**What is expected**: Reproduce every line of the records, starting at the line that has "Mark a point on each instance of the rear door" and ending after the line that has "x=133, y=64". Adjust each answer coordinate by -90, and leave the sample coordinates unchanged.

**Recorded information**:
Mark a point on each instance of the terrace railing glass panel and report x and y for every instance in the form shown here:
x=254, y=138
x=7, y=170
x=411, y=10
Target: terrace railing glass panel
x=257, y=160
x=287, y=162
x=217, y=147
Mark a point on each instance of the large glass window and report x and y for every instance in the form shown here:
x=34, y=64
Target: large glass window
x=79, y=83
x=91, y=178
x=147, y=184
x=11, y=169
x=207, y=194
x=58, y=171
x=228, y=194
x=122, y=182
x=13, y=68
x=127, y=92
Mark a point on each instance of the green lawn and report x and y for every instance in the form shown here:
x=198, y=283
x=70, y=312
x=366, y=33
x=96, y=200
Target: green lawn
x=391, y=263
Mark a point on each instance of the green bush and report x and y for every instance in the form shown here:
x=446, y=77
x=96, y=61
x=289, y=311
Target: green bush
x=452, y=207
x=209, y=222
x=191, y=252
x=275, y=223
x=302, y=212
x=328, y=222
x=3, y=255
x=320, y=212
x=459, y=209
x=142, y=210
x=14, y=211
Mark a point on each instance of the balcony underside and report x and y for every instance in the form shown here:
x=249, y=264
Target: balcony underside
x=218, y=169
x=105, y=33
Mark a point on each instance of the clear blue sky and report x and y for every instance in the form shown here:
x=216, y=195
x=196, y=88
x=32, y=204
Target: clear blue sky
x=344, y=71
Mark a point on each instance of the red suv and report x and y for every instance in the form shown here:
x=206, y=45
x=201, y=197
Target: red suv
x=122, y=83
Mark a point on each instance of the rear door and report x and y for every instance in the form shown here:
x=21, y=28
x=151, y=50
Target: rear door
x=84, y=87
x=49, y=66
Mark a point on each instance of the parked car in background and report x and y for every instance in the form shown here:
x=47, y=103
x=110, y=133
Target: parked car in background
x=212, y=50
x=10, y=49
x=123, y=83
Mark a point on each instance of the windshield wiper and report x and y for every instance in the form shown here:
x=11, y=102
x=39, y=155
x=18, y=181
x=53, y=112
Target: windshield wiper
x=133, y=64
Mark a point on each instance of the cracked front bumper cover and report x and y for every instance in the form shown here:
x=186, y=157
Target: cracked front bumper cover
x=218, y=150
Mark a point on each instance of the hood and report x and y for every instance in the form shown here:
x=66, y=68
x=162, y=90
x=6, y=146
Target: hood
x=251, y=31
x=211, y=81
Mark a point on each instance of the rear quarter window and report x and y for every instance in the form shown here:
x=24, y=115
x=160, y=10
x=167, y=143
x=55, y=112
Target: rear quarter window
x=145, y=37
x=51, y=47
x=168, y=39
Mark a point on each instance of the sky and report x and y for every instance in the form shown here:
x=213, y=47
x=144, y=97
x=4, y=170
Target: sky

**Output**:
Mark a point on each instance of the rear door and report x and y for every instance in the form shown here:
x=21, y=28
x=151, y=50
Target: rear door
x=-6, y=-3
x=-41, y=-24
Mark a point on each instance of the parked car in background and report x and y for every instance in the form shown here:
x=47, y=103
x=110, y=133
Target: parked car in background
x=122, y=-40
x=-80, y=-41
x=33, y=-7
Mark a point on each instance of the windshield wiper and report x and y for every instance in the form shown here:
x=11, y=102
x=39, y=155
x=18, y=181
x=53, y=112
Target: windshield wiper
x=43, y=-26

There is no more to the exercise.